-- Start Task data --

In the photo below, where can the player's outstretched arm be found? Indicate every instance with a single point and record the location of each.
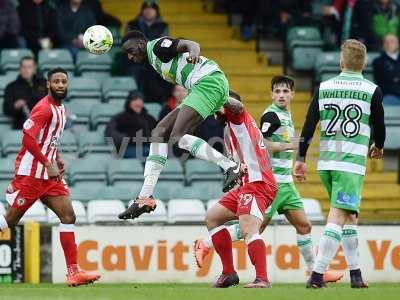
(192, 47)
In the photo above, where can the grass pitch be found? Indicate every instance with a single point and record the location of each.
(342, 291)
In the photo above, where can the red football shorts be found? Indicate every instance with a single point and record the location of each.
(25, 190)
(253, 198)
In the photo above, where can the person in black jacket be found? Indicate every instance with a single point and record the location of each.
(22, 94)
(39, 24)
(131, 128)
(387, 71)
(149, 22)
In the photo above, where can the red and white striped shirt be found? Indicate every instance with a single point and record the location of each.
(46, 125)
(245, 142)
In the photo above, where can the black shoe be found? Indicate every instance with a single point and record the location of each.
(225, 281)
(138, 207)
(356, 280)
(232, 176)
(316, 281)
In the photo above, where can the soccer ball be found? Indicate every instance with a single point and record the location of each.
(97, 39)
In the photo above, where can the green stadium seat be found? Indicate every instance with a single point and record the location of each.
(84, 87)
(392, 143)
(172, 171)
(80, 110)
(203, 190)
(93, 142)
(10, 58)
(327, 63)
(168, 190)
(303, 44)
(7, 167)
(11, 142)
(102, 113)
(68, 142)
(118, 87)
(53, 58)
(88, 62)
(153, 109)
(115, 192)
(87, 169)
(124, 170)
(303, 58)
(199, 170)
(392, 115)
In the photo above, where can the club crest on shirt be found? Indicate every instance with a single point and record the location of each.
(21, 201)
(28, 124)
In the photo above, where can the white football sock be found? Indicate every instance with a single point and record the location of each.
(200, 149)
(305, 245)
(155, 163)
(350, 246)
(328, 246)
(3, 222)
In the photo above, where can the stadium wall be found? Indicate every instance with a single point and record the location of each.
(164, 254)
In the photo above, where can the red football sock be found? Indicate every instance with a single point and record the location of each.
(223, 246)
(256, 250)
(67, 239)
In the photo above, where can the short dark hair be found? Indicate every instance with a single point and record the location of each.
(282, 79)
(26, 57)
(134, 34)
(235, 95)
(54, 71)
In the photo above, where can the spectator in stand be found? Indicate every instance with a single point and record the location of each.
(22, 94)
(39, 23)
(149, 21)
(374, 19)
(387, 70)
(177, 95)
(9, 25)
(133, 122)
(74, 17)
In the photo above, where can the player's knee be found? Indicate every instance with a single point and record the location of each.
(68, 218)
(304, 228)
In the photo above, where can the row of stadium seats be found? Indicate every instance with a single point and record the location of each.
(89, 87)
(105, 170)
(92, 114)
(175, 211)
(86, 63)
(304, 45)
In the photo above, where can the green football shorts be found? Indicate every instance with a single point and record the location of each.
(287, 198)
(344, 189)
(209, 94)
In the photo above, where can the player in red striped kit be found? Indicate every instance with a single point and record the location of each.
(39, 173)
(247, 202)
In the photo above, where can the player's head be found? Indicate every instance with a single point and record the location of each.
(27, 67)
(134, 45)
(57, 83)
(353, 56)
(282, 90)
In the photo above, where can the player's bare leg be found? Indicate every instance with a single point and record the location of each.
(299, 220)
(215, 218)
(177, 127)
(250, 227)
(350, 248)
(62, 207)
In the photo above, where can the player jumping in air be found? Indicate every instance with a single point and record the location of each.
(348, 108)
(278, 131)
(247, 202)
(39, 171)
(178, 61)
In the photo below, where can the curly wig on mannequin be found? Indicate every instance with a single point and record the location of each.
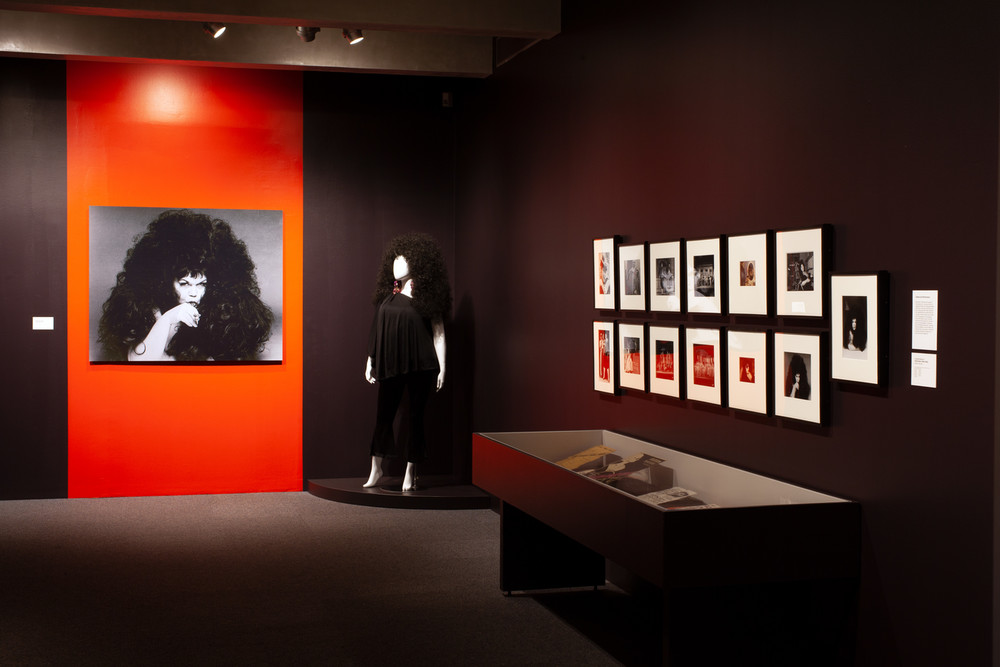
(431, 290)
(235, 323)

-- End Task data --

_Your goal_
Copy out the entries from the line containing "In the photo above, where can the spectator" through the end of the entries, with "football shorts" swapped for "soccer shorts" and nothing else changed. Leave the pictures out.

_Task solution_
In the photo above, where can the spectator in stand be found? Indicate every instance with a single point and record the location of each.
(22, 94)
(39, 23)
(149, 21)
(374, 19)
(387, 70)
(177, 95)
(9, 25)
(133, 122)
(74, 17)
In the photo above, where can the player's knee be found? Indicate every instance with a single point and record the location of each.
(68, 218)
(304, 228)
In the photo above, where can the row of stadium seats be found? Indicate every instance with a single point and record the location of each.
(89, 87)
(105, 170)
(92, 114)
(175, 211)
(86, 63)
(304, 45)
In the photo above, where can the green soccer shorts be found? Indicate every instance with a single point and record the location of each.
(287, 198)
(344, 189)
(209, 94)
In the photo above, where can the player in red striped kit be found? Indicate every instance with a single point and record the location of each.
(39, 173)
(247, 202)
In the photo above, where can the player's head be found? Indicate every instance with a single point and record the location of each.
(27, 67)
(134, 45)
(57, 83)
(353, 56)
(282, 90)
In the photo above, where can the player's bare leg be found? Indicate every instance with a single point and record the location of each.
(299, 220)
(215, 218)
(177, 127)
(250, 227)
(350, 248)
(62, 207)
In the photo above, where can the player jumping in air be found? Indicate every instance with a single point and record the location of each.
(348, 108)
(278, 131)
(247, 202)
(39, 171)
(178, 61)
In the photo below, where can the curly wig on mannequin be found? Indicate every instance with a single point and record the location of each.
(431, 290)
(235, 323)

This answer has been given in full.